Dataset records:
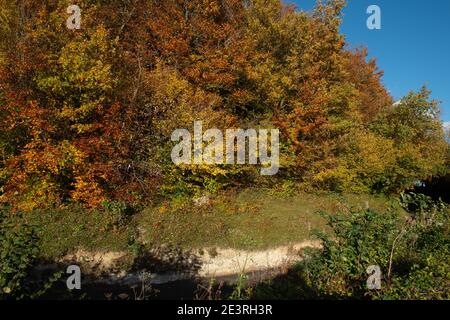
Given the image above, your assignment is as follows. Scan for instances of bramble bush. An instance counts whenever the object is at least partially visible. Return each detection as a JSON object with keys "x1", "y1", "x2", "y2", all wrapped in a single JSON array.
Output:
[
  {"x1": 299, "y1": 193, "x2": 450, "y2": 299},
  {"x1": 0, "y1": 210, "x2": 60, "y2": 300}
]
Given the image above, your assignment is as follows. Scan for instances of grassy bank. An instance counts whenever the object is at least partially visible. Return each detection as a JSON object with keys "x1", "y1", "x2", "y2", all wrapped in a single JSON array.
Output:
[{"x1": 6, "y1": 190, "x2": 395, "y2": 259}]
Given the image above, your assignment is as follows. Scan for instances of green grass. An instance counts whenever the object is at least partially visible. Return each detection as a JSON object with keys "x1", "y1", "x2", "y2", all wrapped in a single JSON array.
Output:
[
  {"x1": 6, "y1": 189, "x2": 400, "y2": 259},
  {"x1": 19, "y1": 207, "x2": 135, "y2": 259},
  {"x1": 136, "y1": 190, "x2": 400, "y2": 250}
]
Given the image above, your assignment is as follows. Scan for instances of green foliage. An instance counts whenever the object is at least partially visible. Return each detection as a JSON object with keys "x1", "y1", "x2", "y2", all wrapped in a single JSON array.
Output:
[
  {"x1": 300, "y1": 195, "x2": 450, "y2": 299},
  {"x1": 0, "y1": 211, "x2": 60, "y2": 300}
]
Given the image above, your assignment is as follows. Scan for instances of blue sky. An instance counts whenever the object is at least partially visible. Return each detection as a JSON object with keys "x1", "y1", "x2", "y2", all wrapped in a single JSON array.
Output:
[{"x1": 285, "y1": 0, "x2": 450, "y2": 122}]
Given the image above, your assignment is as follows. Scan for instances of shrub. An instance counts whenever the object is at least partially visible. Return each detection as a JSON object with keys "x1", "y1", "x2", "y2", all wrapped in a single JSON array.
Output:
[
  {"x1": 300, "y1": 194, "x2": 450, "y2": 299},
  {"x1": 0, "y1": 212, "x2": 58, "y2": 300}
]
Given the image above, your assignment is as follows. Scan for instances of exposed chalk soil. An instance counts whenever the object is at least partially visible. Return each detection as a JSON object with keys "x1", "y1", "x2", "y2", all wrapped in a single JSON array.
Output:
[{"x1": 53, "y1": 241, "x2": 320, "y2": 285}]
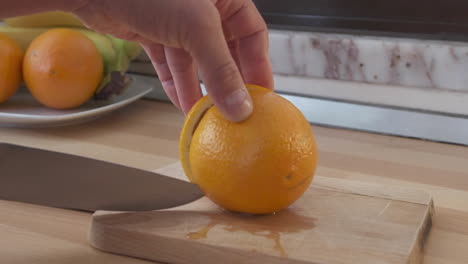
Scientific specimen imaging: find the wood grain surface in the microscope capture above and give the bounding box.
[0,100,468,264]
[89,163,433,264]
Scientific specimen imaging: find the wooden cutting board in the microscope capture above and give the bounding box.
[89,164,433,264]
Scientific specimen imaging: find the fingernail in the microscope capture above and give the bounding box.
[224,89,253,122]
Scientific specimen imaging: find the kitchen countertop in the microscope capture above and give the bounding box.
[0,100,468,264]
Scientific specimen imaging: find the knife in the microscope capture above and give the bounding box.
[0,143,203,211]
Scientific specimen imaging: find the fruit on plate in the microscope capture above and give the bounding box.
[0,33,23,103]
[5,11,85,27]
[23,29,104,109]
[179,85,317,214]
[0,26,142,99]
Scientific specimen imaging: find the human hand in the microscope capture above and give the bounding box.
[74,0,273,122]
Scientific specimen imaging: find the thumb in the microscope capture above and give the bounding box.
[187,10,253,122]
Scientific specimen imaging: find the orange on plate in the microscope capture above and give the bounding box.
[0,33,23,103]
[179,85,317,214]
[23,28,103,109]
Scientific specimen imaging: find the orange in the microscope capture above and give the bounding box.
[23,28,103,109]
[179,85,317,214]
[0,33,23,103]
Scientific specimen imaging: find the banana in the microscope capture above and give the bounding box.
[0,26,142,99]
[5,11,85,28]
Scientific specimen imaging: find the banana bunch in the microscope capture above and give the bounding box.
[0,12,142,99]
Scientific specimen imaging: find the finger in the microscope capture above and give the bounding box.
[141,43,181,109]
[227,39,243,77]
[217,0,273,88]
[185,6,253,122]
[164,47,202,113]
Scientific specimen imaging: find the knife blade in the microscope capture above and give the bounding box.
[0,143,203,211]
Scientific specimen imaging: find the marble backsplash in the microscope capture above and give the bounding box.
[270,30,468,91]
[132,30,468,91]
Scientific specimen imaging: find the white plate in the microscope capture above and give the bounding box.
[0,76,153,127]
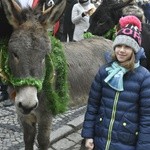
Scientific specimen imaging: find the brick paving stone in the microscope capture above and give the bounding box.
[52,138,76,150]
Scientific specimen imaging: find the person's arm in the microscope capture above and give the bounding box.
[136,72,150,150]
[71,5,86,24]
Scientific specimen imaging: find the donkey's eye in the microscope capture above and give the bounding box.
[42,58,45,64]
[12,53,19,60]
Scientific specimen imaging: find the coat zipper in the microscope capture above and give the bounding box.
[105,91,120,150]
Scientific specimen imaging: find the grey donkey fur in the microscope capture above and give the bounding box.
[2,0,112,150]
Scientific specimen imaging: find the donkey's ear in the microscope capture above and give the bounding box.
[1,0,22,28]
[39,0,66,26]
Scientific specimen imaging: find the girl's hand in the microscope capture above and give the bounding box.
[85,139,94,150]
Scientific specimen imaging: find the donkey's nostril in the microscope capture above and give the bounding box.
[18,102,22,108]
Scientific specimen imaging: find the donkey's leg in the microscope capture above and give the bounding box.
[20,115,36,150]
[37,113,52,150]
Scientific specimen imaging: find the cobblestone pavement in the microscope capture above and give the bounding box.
[0,99,86,150]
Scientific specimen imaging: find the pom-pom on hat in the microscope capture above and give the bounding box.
[113,16,142,53]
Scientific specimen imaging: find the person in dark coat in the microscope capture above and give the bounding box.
[141,1,150,23]
[81,16,150,150]
[63,0,78,42]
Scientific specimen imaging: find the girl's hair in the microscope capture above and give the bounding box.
[112,52,135,71]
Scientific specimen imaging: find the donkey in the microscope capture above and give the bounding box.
[2,0,112,150]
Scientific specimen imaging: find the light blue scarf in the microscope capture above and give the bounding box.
[104,62,139,91]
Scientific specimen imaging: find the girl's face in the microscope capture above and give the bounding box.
[115,45,133,63]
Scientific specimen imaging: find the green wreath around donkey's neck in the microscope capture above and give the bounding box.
[0,36,69,115]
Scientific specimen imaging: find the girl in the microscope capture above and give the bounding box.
[81,16,150,150]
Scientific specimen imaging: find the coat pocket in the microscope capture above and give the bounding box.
[117,118,138,145]
[95,115,104,137]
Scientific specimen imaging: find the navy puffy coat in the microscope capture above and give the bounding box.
[81,63,150,150]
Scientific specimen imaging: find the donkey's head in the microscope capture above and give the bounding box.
[2,0,66,114]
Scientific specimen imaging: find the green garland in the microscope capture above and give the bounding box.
[0,38,44,91]
[43,36,69,115]
[0,36,69,115]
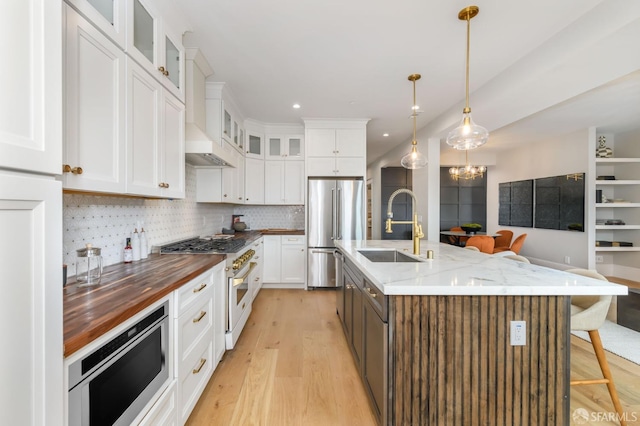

#### Instructions for the task:
Reproduce the entries verbatim, starting at the line containing "Scientific specimen imaging: find the navy" and continuing through the final entry, with both ends included. Omit the pictures from the output.

#### Completed exercise:
Scientific specimen imaging: find the navy puffy coat in the microscope capture above and give the bounding box.
[81,63,150,150]
Scientific specimen imaging: find the donkey's head in the microscope capture above and give the bounding box.
[2,0,66,114]
Scientific specimen imaging: find the green garland in the microscope capture above and give the bounding box.
[0,38,44,91]
[43,36,69,115]
[0,36,69,115]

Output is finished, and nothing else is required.